(Object point labels)
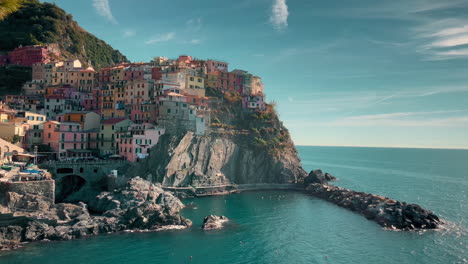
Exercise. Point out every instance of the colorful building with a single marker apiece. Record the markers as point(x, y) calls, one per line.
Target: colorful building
point(136, 143)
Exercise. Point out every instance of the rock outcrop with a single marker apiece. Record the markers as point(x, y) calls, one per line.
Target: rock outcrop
point(317, 176)
point(139, 205)
point(213, 222)
point(213, 160)
point(385, 211)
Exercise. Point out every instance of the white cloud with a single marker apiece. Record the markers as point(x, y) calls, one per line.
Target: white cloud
point(128, 33)
point(161, 38)
point(405, 119)
point(103, 9)
point(456, 40)
point(194, 25)
point(443, 39)
point(279, 15)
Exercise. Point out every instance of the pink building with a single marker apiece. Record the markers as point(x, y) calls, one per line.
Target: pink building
point(69, 139)
point(254, 102)
point(213, 66)
point(29, 55)
point(136, 143)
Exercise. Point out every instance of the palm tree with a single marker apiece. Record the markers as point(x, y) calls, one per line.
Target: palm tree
point(8, 6)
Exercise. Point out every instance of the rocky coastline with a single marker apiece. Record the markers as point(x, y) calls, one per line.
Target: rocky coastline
point(141, 206)
point(386, 212)
point(214, 222)
point(138, 205)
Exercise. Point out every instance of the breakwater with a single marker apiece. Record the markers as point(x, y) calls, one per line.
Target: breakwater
point(385, 211)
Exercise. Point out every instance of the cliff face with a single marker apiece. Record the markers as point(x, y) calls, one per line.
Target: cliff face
point(190, 160)
point(240, 147)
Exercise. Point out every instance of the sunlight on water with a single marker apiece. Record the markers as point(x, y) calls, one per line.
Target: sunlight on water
point(291, 227)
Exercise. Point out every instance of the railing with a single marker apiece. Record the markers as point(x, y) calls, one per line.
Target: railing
point(82, 162)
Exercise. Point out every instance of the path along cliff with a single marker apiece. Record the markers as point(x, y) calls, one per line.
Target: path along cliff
point(240, 147)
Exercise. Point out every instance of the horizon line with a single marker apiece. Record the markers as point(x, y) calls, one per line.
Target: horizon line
point(394, 147)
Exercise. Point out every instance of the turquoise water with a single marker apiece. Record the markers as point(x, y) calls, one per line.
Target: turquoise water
point(289, 227)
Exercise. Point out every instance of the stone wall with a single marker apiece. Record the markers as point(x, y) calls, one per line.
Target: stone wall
point(42, 188)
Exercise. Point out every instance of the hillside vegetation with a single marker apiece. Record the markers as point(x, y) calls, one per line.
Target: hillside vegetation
point(261, 129)
point(38, 23)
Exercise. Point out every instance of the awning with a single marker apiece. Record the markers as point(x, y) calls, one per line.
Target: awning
point(79, 150)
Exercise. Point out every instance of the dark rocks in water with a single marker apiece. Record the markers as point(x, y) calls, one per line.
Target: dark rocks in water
point(138, 205)
point(317, 176)
point(212, 222)
point(385, 211)
point(329, 177)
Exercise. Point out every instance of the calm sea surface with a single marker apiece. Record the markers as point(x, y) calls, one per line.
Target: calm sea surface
point(289, 227)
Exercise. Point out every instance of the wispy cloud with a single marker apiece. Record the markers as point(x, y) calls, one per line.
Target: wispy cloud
point(161, 38)
point(406, 119)
point(194, 24)
point(128, 33)
point(279, 15)
point(103, 9)
point(350, 102)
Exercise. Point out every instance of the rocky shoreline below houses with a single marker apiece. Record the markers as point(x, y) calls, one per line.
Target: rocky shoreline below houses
point(140, 205)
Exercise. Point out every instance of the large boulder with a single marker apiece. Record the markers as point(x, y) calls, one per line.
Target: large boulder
point(212, 222)
point(315, 176)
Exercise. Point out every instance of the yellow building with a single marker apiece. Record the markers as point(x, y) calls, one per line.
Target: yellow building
point(212, 79)
point(107, 142)
point(195, 85)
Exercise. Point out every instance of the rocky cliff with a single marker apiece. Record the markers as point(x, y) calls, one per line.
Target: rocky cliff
point(240, 147)
point(138, 205)
point(215, 159)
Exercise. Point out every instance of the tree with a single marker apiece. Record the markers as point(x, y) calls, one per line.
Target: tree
point(8, 6)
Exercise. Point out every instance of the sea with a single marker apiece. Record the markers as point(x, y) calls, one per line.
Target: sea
point(291, 227)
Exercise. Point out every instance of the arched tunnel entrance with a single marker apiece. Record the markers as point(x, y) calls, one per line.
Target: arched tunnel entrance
point(68, 185)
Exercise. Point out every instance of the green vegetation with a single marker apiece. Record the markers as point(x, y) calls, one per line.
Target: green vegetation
point(262, 129)
point(8, 6)
point(38, 23)
point(12, 78)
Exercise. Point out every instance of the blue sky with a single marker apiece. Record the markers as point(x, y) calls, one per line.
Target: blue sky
point(343, 73)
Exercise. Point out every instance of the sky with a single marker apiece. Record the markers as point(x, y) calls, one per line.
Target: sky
point(343, 73)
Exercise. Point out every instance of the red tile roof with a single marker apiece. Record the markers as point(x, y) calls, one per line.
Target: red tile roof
point(112, 121)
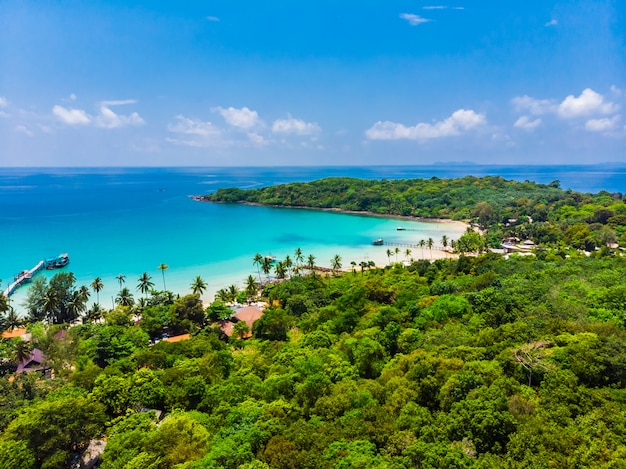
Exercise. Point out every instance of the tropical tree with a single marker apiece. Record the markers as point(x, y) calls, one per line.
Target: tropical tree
point(258, 260)
point(145, 283)
point(97, 286)
point(266, 265)
point(163, 268)
point(21, 350)
point(124, 297)
point(121, 278)
point(280, 269)
point(198, 286)
point(252, 287)
point(299, 257)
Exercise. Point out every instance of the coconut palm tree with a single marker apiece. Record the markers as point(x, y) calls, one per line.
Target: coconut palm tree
point(252, 287)
point(299, 257)
point(124, 297)
point(258, 260)
point(422, 243)
point(145, 283)
point(163, 268)
point(97, 286)
point(121, 278)
point(280, 269)
point(198, 286)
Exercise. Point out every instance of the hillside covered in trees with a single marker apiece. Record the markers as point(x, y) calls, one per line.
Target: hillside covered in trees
point(545, 214)
point(476, 362)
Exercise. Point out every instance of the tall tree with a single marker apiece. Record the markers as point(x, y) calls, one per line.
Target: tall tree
point(97, 286)
point(145, 284)
point(163, 267)
point(121, 278)
point(124, 297)
point(258, 260)
point(198, 286)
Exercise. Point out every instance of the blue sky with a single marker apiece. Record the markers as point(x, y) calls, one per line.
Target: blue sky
point(157, 83)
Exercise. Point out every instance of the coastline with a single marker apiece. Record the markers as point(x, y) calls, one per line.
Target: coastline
point(465, 225)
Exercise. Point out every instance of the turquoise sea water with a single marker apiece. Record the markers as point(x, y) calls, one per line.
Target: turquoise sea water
point(130, 220)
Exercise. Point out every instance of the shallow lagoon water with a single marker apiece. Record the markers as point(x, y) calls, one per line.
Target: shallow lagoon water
point(129, 220)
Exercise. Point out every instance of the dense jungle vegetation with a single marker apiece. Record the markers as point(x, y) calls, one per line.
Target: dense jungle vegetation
point(542, 213)
point(478, 361)
point(475, 362)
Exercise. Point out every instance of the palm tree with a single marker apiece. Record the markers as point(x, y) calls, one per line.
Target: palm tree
point(124, 297)
point(163, 268)
point(145, 283)
point(121, 278)
point(288, 262)
point(97, 286)
point(198, 286)
point(422, 243)
point(280, 269)
point(299, 257)
point(258, 260)
point(21, 350)
point(252, 287)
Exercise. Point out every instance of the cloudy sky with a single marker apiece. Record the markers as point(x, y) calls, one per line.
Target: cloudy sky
point(233, 82)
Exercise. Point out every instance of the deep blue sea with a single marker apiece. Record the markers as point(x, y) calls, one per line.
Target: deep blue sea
point(130, 220)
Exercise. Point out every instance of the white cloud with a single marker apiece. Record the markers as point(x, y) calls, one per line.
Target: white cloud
point(107, 119)
point(460, 121)
point(294, 126)
point(414, 20)
point(71, 116)
point(602, 125)
point(525, 123)
point(588, 103)
point(197, 133)
point(243, 118)
point(25, 130)
point(534, 106)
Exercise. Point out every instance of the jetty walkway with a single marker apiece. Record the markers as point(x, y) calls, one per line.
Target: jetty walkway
point(22, 278)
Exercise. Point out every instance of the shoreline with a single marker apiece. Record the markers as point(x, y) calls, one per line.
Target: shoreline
point(202, 198)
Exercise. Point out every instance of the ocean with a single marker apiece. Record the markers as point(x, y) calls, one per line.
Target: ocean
point(128, 221)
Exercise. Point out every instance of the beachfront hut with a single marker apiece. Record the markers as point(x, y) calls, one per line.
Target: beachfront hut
point(33, 363)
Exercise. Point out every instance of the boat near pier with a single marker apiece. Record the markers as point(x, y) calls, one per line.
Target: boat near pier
point(26, 276)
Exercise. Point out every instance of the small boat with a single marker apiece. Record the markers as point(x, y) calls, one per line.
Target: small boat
point(57, 262)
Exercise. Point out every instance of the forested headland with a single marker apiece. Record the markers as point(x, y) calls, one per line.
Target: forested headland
point(479, 361)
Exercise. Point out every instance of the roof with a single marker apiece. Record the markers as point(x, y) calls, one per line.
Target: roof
point(177, 338)
point(36, 358)
point(14, 333)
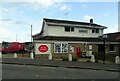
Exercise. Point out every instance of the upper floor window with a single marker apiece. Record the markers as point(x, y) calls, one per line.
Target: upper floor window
point(112, 47)
point(95, 30)
point(61, 48)
point(69, 29)
point(83, 30)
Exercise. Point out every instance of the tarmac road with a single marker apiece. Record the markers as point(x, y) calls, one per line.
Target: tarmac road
point(41, 72)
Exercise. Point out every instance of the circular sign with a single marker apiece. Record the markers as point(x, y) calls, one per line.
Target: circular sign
point(43, 48)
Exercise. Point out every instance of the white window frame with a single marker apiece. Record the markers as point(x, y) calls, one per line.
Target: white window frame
point(113, 50)
point(60, 48)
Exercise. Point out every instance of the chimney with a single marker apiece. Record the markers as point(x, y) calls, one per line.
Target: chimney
point(91, 20)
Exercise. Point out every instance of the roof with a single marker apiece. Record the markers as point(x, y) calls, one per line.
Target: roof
point(56, 38)
point(113, 37)
point(72, 22)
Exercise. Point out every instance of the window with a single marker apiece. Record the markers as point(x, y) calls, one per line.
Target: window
point(72, 28)
point(95, 30)
point(69, 29)
point(112, 47)
point(61, 48)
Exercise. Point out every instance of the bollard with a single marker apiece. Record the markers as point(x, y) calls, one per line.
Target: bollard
point(117, 60)
point(0, 55)
point(92, 58)
point(50, 57)
point(69, 57)
point(15, 55)
point(31, 55)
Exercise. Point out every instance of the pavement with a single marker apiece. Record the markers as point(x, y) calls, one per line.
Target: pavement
point(66, 64)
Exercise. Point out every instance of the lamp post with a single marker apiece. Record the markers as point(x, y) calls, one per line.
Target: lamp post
point(103, 38)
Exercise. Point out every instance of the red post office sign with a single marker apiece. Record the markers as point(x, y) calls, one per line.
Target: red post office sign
point(42, 48)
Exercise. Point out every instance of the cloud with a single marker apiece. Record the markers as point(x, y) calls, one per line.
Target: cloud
point(84, 6)
point(87, 17)
point(111, 29)
point(65, 8)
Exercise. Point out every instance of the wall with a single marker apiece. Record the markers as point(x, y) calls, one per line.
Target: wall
point(59, 31)
point(60, 55)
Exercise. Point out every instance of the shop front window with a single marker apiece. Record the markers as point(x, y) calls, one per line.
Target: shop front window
point(61, 48)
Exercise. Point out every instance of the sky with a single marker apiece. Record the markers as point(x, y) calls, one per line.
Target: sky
point(17, 16)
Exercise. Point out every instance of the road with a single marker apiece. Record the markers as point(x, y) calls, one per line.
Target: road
point(41, 72)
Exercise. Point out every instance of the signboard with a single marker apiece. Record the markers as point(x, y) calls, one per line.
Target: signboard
point(42, 48)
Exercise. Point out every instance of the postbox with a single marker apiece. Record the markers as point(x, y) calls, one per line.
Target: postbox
point(78, 52)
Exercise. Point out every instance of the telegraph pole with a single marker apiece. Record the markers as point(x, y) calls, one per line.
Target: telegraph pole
point(66, 14)
point(31, 33)
point(16, 37)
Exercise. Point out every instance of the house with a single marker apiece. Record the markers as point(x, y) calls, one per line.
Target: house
point(63, 37)
point(113, 41)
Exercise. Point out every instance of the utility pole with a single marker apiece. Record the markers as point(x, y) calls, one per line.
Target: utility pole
point(66, 14)
point(31, 33)
point(16, 37)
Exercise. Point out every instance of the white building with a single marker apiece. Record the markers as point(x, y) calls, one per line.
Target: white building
point(62, 34)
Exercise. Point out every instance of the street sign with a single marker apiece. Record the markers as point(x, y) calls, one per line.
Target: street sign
point(42, 48)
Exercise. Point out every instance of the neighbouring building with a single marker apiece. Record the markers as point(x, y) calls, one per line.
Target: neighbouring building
point(63, 37)
point(113, 43)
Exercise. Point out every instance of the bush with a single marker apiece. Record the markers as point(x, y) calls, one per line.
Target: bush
point(64, 58)
point(74, 59)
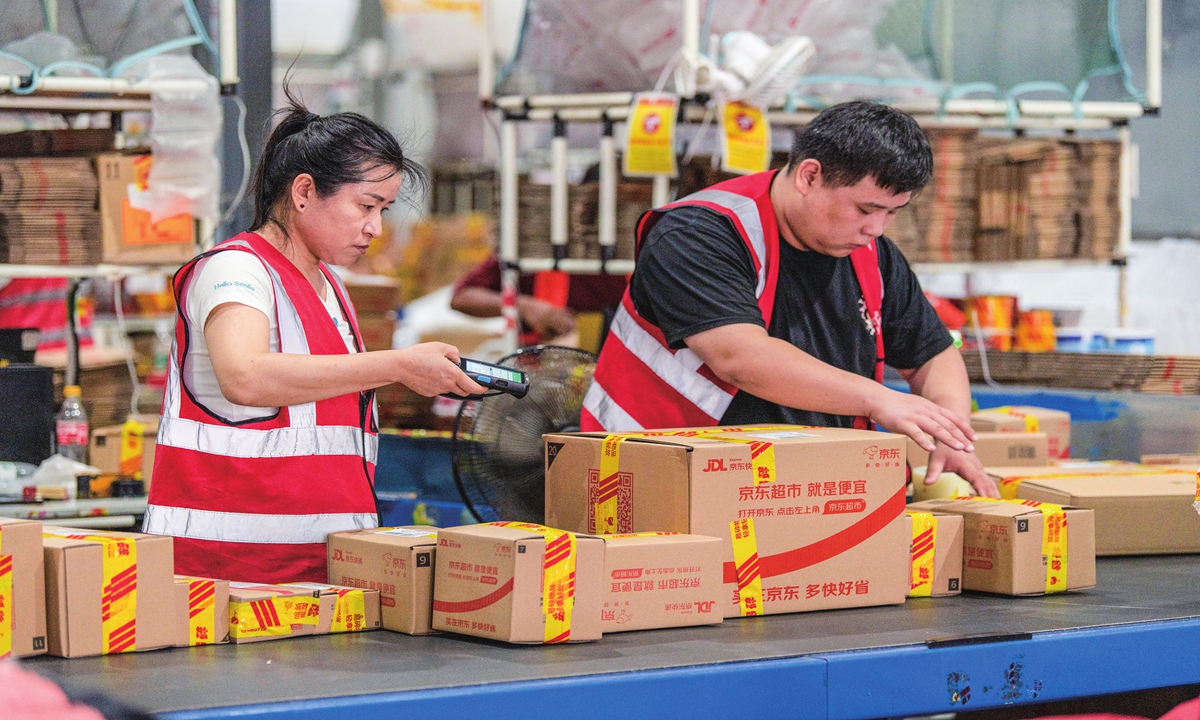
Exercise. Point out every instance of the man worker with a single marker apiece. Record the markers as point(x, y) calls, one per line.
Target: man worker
point(773, 298)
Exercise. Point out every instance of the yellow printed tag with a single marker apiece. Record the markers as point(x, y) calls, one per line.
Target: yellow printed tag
point(651, 143)
point(745, 141)
point(5, 606)
point(558, 579)
point(274, 616)
point(119, 599)
point(131, 448)
point(202, 612)
point(604, 513)
point(924, 544)
point(745, 561)
point(351, 613)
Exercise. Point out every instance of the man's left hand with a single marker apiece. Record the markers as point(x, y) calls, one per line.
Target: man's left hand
point(966, 465)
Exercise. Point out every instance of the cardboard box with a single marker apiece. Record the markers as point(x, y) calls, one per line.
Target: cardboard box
point(828, 531)
point(1056, 424)
point(1003, 546)
point(997, 449)
point(1141, 511)
point(397, 563)
point(135, 573)
point(492, 581)
point(22, 588)
point(259, 612)
point(105, 450)
point(660, 580)
point(202, 611)
point(936, 552)
point(127, 234)
point(355, 610)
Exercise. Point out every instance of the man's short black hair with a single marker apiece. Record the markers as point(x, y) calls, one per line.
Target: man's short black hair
point(855, 139)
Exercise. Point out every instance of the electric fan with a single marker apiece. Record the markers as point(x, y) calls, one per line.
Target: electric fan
point(497, 451)
point(753, 71)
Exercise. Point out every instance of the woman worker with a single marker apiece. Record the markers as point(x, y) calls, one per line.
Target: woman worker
point(268, 436)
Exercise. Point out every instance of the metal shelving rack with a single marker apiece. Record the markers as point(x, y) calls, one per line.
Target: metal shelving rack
point(31, 93)
point(609, 108)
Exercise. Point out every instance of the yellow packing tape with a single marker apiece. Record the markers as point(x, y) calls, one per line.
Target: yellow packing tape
point(119, 599)
point(202, 612)
point(351, 613)
point(924, 545)
point(273, 616)
point(745, 561)
point(558, 579)
point(1054, 540)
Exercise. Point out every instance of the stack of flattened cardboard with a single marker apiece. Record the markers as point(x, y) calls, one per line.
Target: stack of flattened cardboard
point(48, 213)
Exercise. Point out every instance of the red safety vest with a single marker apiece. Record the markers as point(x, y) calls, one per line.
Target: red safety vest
point(643, 384)
point(253, 501)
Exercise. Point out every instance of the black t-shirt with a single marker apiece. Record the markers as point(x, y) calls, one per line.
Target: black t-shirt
point(695, 273)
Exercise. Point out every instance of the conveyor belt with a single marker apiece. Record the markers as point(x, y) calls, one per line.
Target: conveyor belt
point(1134, 603)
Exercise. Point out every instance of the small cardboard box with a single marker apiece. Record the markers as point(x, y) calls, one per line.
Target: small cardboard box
point(397, 563)
point(355, 610)
point(826, 522)
point(997, 449)
point(130, 571)
point(660, 580)
point(126, 233)
point(22, 588)
point(491, 581)
point(202, 611)
point(1056, 424)
point(105, 450)
point(941, 575)
point(1003, 546)
point(259, 612)
point(1135, 514)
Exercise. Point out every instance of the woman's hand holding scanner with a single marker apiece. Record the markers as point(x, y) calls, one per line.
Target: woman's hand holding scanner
point(432, 369)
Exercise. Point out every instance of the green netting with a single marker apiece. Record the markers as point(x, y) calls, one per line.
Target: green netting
point(93, 37)
point(865, 48)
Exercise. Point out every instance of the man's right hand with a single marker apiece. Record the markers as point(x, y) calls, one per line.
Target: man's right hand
point(922, 420)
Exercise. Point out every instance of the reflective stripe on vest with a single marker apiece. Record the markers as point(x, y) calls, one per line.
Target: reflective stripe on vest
point(641, 383)
point(249, 527)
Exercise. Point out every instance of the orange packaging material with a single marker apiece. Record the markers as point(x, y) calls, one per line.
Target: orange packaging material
point(809, 517)
point(519, 582)
point(1056, 424)
point(22, 589)
point(936, 553)
point(202, 611)
point(660, 580)
point(397, 563)
point(108, 592)
point(1023, 547)
point(1139, 509)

→ **Problem**
Everything from the line containing "Exercise. Point out every instance of the small cardboard" to the end of the records must be written out exactly; include both of those lines and no others.

→ **Solution for this exercise**
Exercise. Point out every instance of the small cardboard box with a single marker apiece. Record the markers as point(x, y) calls, one per line.
Target: small cardboard box
point(397, 563)
point(355, 610)
point(826, 522)
point(997, 449)
point(130, 571)
point(660, 580)
point(126, 233)
point(22, 588)
point(491, 581)
point(202, 611)
point(1056, 424)
point(105, 450)
point(941, 575)
point(1003, 546)
point(259, 612)
point(1135, 514)
Exercise. Point out every instance of the woman's hand holding scanner with a single marker apiece. Record the markers as point(x, y) calls, one per line.
Target: woman's hand holding scanner
point(432, 369)
Exercise. Point out every instance of the green netting with a single marker apiece. Record the markers as point(x, y) calls, one per line.
Target: green netting
point(93, 37)
point(865, 48)
Exercise. Point out every instance of the man's right hand with a single marker apiece. Record the markers as point(x, y) calls, one per line.
Target: man's right hand
point(922, 420)
Exercise. Point out every instance of the reflective stripe on vest with a single marker apiece. Record the markers as point(x, y) calls, one per line.
Target: reflective stripe on vest
point(641, 383)
point(249, 527)
Exercise. Point out every instance of the orange packaging material with a single marker apiece. Record the markers as point(x, y) calls, one per line.
Target: orange packaging material
point(809, 517)
point(519, 582)
point(1056, 424)
point(22, 589)
point(936, 553)
point(202, 611)
point(660, 580)
point(397, 563)
point(108, 592)
point(1023, 547)
point(1139, 509)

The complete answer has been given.